• Excerpted text
+++

# Donald Trump!  You're Hired!



## Mrs. M. (Dec 8, 2015)

Donald Trump is a man who is surrounded by enemies within and without.
There is no better way to learn the truth about a man than to find out who his enemies are.

“Tell Donald Trump that hate is not an American value,” tweeted Hillary Clinton, who has the distinction of being the first presidential candidate in history to run while under a full-fledged investigation by the FBI.

Mrs. Clinton is no paragon of virtue.

The media should ask Mrs. Clinton when speaking the truth ceased from being an American value. While it may be a novel idea for her, Donald Trump's decision to put Americans ahead of politically correct tweeting was the right move.

Shake a tree hard enough and whatever is in it will eventually come out.

The most difficult enemy to discern is the one who pretends to be a Patriot serving for the good of the country. Either they are truly the righteous among us or they are the tares sown in among the wheat. Tares look just like wheat. When the wind blows, the wheat bow down but the tares do not bend. They are a stiff-necked enemy whose intention is to remain undetected while destroying from within.

The winds of adversity have become fiercest with Trump's latest call for a shutdown of Muslim immigration. Whatever could be shaken is being shaken.

Let's look at what has come out thus far:

Dick Cheney, told a radio audience that to ban a whole religion goes against everything we stand for.

Not to be outdone, Paul Ryan said, “This is not what conservatism stands for.” He added, “What was proposed yesterday, is not what this party stands for, and more importantly, is not what this country stands for."

Have Dick Cheney or Paul Ryan ever read the original 13 State Constitutions on the subject of our Christian faith? Or are they just hoping that their audience does not know what is written in those historical documents?

The Republican Good Ole Boy Clubhouse has been outed. Every Republican that has vilified Donald Trump for his commitment to protect the American people above all else, should be tossed out on their Jesuit educated-communist collective heads.

Good riddance!

New Hampshire is reporting this evening of November 8th 2015, that Donald Trump has nearly doubled his lead now. The Republican Establishment must be tone deaf. Donald Trump's name is music to the ears of Americans who are sick and tired of being told what they can and cannot say. They are weary of lies such as “Islam is a religion of peace.”

+++

• Supplied data
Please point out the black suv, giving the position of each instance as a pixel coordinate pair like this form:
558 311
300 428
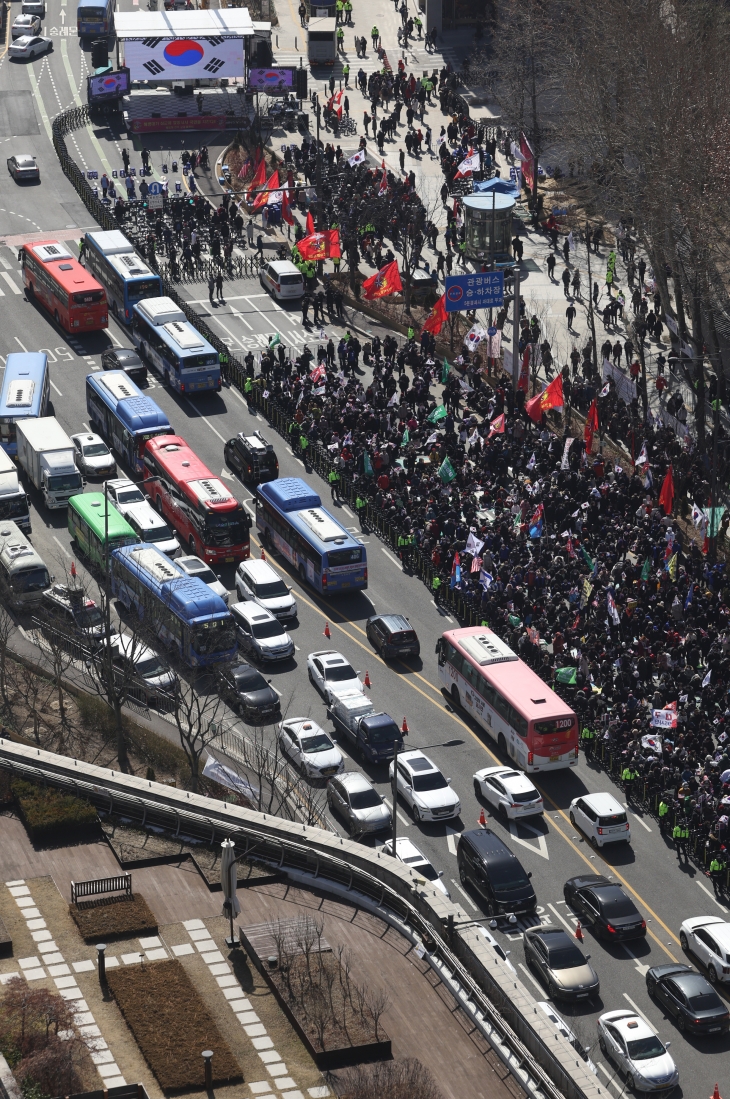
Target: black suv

+++

Repeat everything from "Not to be outdone, Paul" down to "Good riddance!" in the post about Donald Trump above, word for word.

• Result of this exercise
Not to be outdone, Paul Ryan said, “This is not what conservatism stands for.” He added, “What was proposed yesterday, is not what this party stands for, and more importantly, is not what this country stands for."

Have Dick Cheney or Paul Ryan ever read the original 13 State Constitutions on the subject of our Christian faith? Or are they just hoping that their audience does not know what is written in those historical documents?

The Republican Good Ole Boy Clubhouse has been outed. Every Republican that has vilified Donald Trump for his commitment to protect the American people above all else, should be tossed out on their Jesuit educated-communist collective heads.

Good riddance!